— TEXT EXTRACT —

** START **

# Players wanted in Southern California!



## DonDon (Feb 23, 2002)

Looking for one to two d20 players in San Diego! Experience not needed just a desire to play and delvelope character. Currently running a ongoing campaign set in Wheel of Time. please reply if interested!


----------



## Garrland7g (Feb 28, 2002)

So hey DonDon, what part of San Diego are you in????? North County?? I feel that I may know you..... Does DAP ring a bell???? DAP is not me but If your the DonDon I know, than it should.

Later,
Chris


----------



## Raolin Darksbane (Mar 1, 2002)

*Where in SD?*

I live in South Bay but work in San Diego near the 52 and 163 intersection. I'm always looking for a good game.

Brian


----------



## DonDon (Mar 2, 2002)

** END **

[Rows from a pointing dataset]
** START **

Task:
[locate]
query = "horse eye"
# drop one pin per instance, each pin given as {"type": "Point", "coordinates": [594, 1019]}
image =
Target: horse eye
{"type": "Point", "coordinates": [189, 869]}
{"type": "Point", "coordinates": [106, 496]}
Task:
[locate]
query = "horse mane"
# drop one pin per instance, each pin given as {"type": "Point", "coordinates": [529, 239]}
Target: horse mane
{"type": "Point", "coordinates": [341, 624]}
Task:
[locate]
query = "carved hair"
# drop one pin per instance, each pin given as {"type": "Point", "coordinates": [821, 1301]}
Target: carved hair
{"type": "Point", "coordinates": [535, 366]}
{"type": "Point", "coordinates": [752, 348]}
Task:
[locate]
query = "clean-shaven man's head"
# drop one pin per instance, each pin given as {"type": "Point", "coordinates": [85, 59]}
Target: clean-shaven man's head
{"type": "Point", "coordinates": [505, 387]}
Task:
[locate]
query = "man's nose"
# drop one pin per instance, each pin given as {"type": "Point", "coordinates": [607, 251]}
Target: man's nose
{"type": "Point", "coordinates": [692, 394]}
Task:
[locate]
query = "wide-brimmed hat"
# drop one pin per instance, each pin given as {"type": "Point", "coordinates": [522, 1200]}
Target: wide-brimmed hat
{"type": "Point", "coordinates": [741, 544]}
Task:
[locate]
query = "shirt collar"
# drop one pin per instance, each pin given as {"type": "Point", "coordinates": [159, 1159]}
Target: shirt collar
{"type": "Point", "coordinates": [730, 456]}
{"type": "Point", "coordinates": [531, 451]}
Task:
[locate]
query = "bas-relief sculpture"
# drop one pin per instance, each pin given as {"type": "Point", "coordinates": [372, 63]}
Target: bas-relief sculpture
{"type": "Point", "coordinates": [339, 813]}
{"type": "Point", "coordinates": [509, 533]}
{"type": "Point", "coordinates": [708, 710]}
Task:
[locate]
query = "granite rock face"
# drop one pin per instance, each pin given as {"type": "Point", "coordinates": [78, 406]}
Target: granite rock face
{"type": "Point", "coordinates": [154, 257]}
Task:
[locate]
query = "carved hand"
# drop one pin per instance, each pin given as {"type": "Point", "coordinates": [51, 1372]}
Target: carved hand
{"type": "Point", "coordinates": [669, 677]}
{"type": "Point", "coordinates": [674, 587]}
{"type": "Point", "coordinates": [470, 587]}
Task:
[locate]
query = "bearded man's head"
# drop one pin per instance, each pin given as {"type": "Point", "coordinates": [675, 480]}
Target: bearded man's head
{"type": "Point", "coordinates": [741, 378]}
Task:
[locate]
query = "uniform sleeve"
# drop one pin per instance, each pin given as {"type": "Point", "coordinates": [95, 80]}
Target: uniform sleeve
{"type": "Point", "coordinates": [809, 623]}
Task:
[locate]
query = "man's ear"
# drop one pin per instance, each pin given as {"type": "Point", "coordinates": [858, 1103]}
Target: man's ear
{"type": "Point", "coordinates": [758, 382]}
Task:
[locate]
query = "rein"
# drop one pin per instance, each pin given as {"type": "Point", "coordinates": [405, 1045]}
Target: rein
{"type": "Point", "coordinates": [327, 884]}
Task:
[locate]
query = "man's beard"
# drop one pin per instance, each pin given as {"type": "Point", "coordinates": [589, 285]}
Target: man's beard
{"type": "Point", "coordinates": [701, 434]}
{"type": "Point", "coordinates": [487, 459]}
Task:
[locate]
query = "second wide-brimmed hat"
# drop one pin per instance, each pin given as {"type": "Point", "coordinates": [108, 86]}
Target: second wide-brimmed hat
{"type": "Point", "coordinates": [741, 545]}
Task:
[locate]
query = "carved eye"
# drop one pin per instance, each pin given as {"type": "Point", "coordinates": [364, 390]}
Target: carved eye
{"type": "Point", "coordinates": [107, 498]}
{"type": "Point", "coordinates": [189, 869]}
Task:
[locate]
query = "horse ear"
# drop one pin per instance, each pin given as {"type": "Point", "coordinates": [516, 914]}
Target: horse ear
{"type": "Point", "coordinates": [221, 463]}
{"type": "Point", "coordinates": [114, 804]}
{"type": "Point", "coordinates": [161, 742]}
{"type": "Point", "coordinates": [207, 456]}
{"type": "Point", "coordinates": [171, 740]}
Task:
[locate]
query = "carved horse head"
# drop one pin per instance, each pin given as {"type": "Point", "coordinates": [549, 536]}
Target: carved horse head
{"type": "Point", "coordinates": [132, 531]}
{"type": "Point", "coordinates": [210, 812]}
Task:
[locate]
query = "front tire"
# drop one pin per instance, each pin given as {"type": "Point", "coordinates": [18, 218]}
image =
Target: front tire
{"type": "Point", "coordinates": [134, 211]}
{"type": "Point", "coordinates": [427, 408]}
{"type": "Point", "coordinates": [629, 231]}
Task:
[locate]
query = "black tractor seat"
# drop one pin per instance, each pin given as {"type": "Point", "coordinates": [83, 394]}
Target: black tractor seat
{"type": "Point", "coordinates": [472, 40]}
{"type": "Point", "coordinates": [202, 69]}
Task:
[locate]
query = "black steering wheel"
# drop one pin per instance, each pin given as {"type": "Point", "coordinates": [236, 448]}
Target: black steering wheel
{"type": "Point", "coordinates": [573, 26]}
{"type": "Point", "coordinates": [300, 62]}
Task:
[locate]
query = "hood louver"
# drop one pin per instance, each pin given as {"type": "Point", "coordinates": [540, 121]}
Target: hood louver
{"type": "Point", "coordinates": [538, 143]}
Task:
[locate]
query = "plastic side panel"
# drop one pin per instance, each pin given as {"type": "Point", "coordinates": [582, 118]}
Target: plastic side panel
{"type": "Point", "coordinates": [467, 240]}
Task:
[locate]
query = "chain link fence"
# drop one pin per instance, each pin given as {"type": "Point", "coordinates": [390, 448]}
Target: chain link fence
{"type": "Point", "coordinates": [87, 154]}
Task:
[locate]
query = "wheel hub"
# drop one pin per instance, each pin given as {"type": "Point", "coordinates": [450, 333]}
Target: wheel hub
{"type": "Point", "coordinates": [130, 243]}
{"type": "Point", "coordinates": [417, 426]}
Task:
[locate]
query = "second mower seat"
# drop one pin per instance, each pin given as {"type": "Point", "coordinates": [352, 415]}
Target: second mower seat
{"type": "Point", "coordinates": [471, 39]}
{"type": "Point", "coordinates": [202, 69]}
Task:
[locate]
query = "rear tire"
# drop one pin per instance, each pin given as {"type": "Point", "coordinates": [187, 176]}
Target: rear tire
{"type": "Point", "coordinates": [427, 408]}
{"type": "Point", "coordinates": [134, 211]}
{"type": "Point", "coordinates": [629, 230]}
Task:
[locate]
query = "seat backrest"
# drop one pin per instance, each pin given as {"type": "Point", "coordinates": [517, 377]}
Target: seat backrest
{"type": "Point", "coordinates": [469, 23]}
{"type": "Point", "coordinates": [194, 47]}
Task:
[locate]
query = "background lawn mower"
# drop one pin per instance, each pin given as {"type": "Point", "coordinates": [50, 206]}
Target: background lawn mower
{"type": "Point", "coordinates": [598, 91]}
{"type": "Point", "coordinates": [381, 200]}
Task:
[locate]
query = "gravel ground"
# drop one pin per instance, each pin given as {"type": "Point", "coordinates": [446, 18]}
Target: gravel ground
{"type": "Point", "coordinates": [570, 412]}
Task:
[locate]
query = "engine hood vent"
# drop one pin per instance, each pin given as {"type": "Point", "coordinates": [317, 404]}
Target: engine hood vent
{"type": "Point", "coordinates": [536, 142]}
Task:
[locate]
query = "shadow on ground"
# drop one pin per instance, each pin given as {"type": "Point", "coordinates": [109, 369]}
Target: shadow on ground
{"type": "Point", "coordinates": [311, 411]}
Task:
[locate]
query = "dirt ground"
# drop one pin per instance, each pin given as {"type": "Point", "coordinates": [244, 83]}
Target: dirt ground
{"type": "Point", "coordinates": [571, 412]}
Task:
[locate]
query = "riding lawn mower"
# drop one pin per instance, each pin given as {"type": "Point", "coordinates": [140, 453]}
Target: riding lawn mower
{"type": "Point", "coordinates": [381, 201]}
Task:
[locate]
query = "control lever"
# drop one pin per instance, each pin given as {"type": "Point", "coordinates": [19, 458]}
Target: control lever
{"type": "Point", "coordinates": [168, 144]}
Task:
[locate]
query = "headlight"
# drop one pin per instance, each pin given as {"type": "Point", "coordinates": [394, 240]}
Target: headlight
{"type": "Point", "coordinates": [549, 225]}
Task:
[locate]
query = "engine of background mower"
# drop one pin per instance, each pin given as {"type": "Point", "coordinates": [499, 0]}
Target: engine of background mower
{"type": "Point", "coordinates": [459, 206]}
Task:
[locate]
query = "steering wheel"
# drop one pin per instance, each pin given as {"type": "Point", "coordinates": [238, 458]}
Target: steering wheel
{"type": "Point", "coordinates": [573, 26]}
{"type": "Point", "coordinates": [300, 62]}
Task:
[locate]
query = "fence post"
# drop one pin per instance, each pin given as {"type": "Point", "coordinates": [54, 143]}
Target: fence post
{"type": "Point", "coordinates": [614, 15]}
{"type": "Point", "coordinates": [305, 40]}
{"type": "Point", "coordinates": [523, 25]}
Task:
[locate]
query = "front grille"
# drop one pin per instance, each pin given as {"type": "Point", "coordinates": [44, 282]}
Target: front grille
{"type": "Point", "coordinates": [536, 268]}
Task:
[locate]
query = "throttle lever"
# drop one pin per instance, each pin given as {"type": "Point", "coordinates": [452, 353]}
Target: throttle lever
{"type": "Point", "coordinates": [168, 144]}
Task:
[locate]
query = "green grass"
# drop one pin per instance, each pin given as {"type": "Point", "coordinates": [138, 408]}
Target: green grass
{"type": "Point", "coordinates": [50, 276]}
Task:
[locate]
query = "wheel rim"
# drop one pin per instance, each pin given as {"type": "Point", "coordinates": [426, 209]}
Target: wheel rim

** END **

— DIRECTIVE A —
Repeat the forum thread about finding players in San Diego word for word, starting with "# Players wanted" and going on through "reply if interested!".
— DIRECTIVE B —
Answer these questions from the forum thread about finding players in San Diego:
(i) In what setting is DonDon's ongoing campaign set?
(ii) Which name does Garrland7g ask DonDon about, saying it is not his own?
(iii) Which part of the area does Brian say he lives in?
— DIRECTIVE C —
Take the forum thread about finding players in San Diego further, writing on from where it stops.

— EXERCISE RESPONSE A —
# Players wanted in Southern California!



## DonDon (Feb 23, 2002)

Looking for one to two d20 players in San Diego! Experience not needed just a desire to play and delvelope character. Currently running a ongoing campaign set in Wheel of Time. please reply if interested!

— EXERCISE RESPONSE B —
(i) Wheel of Time
(ii) DAP
(iii) South Bay

— EXERCISE RESPONSE C —
Brian,
 We play in North San Diego County. We play every other saturday. Are u familiar with Robert Jordans series Wheel of Time? Also I would like to know a little more about you? How long have u been  gaming? Fav character classes and/or races? Games played? ect...


----------



## drothgery (Mar 2, 2002)

You're asking a guy whose screen name is 'Raolin Darksbane' if he's familiar with Wheel of Time. Think about this for a second.


----------



## DonDon (Mar 2, 2002)

Duhh...i guess thats what happens when u try to think after a 15 hour day huh?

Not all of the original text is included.